→ Work to complete
Nothing in the listing below should be skipped, so transcribe it all exactly.

→ The records
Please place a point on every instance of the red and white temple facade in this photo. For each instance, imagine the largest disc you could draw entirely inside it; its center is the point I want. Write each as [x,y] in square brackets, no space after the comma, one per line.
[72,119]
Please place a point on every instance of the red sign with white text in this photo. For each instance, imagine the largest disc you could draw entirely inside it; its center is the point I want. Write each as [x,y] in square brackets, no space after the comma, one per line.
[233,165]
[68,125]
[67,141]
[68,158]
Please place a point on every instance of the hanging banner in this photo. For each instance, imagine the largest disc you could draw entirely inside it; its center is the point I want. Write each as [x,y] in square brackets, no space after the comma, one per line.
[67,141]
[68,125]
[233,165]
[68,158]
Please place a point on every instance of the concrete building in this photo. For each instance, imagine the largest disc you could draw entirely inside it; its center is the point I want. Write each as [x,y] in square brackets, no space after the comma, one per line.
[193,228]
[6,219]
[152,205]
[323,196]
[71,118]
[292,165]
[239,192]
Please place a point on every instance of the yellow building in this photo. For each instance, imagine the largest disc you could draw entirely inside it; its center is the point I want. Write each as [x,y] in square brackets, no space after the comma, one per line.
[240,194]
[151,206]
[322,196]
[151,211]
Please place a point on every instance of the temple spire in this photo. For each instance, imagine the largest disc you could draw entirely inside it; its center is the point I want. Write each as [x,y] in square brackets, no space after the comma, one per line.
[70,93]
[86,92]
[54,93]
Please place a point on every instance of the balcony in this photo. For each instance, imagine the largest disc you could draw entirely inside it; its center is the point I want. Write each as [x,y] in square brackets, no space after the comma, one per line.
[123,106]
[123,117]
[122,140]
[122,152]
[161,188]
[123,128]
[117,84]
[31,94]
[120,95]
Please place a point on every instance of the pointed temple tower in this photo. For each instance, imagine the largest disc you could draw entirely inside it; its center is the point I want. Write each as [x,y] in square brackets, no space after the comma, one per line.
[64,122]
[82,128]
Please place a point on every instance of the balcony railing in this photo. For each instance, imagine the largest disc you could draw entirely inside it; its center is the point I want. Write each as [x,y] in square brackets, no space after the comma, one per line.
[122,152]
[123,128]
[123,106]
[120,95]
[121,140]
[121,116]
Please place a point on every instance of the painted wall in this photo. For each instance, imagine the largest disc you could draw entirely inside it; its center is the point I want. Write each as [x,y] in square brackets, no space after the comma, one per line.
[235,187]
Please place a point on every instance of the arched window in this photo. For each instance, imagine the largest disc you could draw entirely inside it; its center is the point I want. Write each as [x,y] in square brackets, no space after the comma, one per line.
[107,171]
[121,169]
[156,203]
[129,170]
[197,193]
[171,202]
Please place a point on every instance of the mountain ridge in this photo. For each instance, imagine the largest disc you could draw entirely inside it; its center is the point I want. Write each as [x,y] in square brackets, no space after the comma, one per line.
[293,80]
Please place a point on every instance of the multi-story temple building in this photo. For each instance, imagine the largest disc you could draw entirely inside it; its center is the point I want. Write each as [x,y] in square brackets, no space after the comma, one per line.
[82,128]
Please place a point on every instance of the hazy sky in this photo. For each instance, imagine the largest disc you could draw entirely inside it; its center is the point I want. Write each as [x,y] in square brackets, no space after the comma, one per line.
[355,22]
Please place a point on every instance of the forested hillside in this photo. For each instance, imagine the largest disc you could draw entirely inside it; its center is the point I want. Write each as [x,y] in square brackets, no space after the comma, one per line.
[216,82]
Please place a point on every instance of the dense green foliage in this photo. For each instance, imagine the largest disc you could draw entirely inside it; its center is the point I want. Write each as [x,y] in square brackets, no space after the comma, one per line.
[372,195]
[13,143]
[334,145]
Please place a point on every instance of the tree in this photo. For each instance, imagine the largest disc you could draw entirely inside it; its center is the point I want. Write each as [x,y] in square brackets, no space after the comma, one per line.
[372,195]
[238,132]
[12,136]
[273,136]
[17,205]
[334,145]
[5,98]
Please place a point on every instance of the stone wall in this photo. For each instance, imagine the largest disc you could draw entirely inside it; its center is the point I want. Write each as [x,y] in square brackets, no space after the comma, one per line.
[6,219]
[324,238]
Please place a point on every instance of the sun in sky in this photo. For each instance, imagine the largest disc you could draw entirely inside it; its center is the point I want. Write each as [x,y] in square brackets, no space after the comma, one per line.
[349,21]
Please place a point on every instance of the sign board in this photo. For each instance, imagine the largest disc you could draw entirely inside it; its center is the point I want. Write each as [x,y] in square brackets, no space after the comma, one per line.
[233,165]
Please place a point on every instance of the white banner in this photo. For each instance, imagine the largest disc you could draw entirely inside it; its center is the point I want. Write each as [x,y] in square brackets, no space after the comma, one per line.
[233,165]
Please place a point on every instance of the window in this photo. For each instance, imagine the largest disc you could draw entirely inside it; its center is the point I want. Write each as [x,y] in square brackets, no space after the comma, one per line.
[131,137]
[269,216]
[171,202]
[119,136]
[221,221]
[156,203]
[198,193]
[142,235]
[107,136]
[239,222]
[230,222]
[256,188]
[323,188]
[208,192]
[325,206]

→ Solution
Please place a point on every instance of the red and white temple facade in this photo. For each instance, imagine the largest disc you could draw entirely inside it; its center is the point I want. Write each as [x,y] in square brackets, no space after the comma, one per line.
[72,119]
Please place a point on every instance of the red sign with white text in this photo. For each instance, imagine the largest disc you could draw entirely inside it; its center is the point I want. Write each as [x,y] in square brackets, no space after the comma, one per line.
[233,165]
[68,125]
[67,141]
[68,158]
Please place a point on every instance of the hanging banner in this photo. For each instance, imagine the largest disc you could draw entirely inside it; its center is the point I want. Write each as [x,y] in square brackets, no space after the comma, one per line.
[67,141]
[68,125]
[233,165]
[68,158]
Please place a point on every instance of the concrete building in this photo. For each instance, imagine the largest disc you could draw entirely inside it; its center is the point I want. Write each as [x,y] in square brackets, no space after the comma, one per line.
[193,228]
[6,219]
[152,205]
[323,196]
[71,118]
[292,165]
[239,192]
Please place a point on every instance of the yellow building in this photo. For each instance, imagine the largest disc you could draw entirely inside it; its center is the point I want. Write each as [x,y] in square brackets, no space after the comma, one per line.
[240,194]
[151,206]
[322,196]
[151,211]
Please place a point on every instance of the temple spire in this photo. For each instance, imagine the largest disc you could draw entirely inside it; its center is the point I want. Write each as [x,y] in square brackets, no space after the comma, one per line.
[70,93]
[86,92]
[54,93]
Please place a point on every instance of the balcony in this photo. For each instance, imagine the largest disc you could draw entirely inside it; its center is the point I want. Write each as [x,y] in square brackets, no space after the comma, one per line.
[123,106]
[123,117]
[122,140]
[122,152]
[161,188]
[123,128]
[117,84]
[31,94]
[120,95]
Please place a point on every instance of the pointed temple tower in this photo. For each instance, imagine the largest disc you could draw entirely inside it; its center is the point I want. Write each as [x,y] in square brackets, no space after the comma, one per line.
[64,122]
[82,128]
Please place a point on every instance of the balcony railing in this photo. For each instance, imagine the largest disc you could draw entirely inside it; its center is the point I want. Write each as [x,y] in square brackets, no space after the comma, one per line.
[122,152]
[123,128]
[123,106]
[120,95]
[121,140]
[121,116]
Please place a point on every instance of the painted wall in this photo. For each instance, imagine the largest disc you could draw entirely inside it; its center is the point I want. Write each as [x,y] in square brackets, no space after the comma, one per line.
[235,187]
Please place a point on every instance of the arched window in this photo. For each instance, imagine the largest disc you could draw entirely inside it; its center is the point I want. Write each as [x,y] in square brackets, no space after the comma, one per line.
[107,171]
[121,169]
[156,203]
[129,170]
[197,193]
[171,202]
Please place a point on every instance of the mountain ridge in this photo. For each instance, imagine the largest disc you could draw entirely inside it; its center is the point I want. Write each as [x,y] in square brackets, no space after the comma, one per line.
[293,80]
Please place a point on every instance of the multi-story temple building in this photo. For each instance, imagine the largest disc you could draw entirely inside it; its center is the point I want. Write each as [x,y] in square brackets, no space after the comma, one per line.
[82,128]
Please place a point on every instance of the hazy sky in this photo. For each instance, imagine the largest disc you could draw entirely inside it; its center is the point I want. Write each as [x,y] in square brackets, no space after the comma, one per line.
[355,22]
Please place a point on every instance of the forested hillside in this photo. For each instance, imagine the largest disc you could draw entirely inside it; its center is the point I want. Write each as [x,y] in square brackets, no space after the comma, one per line.
[216,82]
Please place a point on every instance of the dense green foliage in this photo. For each instance, imagine the largest disc you could draw entirely inside it; its center is the point I want. Write each as [x,y] in square brackets, no space after the comma, one per line.
[372,195]
[13,143]
[334,145]
Please place a point on every instance of the tree in this photo. For each instance, imagine the largest disc you could draw entirely inside it; its center is the point I want. Write each as [x,y] in square brackets, no space after the comma, one per line.
[372,195]
[238,132]
[12,136]
[273,136]
[17,205]
[334,145]
[5,98]
Please place a point on every instance of the stone wall in this photo. For each instance, imagine the largest disc you could draw entirely inside it; its center is the point I want. Write each as [x,y] in square brackets, no space after the comma, one per line.
[6,219]
[324,238]
Please place a point on every instance of the sun in sky in this photo. For each instance, imagine the largest disc you could draw entirely inside it; its center is the point I want. Write each as [x,y] in square brackets, no space after the comma, one per line.
[349,21]
Please place a point on every instance of the sign board in this photo. For each instance, imagine the largest disc you could draw entirely inside it; its center is the point I want. Write each as [x,y] in square brackets, no space after the comma, one per line.
[233,165]
Please place a point on every instance of the white banner in this photo. For each instance, imagine the largest disc you could draw entirely inside it; its center is the point I want. Write each as [x,y] in square brackets, no space after the comma, one per line.
[233,165]
Please place a point on every instance of the window in this photo. For each instance, imagine the largest disc you could draw entirely inside it; its center is the point I want. Write each as [x,y] in square brackets, no space after the comma, one per line.
[131,137]
[269,216]
[171,202]
[119,136]
[221,221]
[156,203]
[198,193]
[142,235]
[107,136]
[239,222]
[230,222]
[256,188]
[323,188]
[208,192]
[325,206]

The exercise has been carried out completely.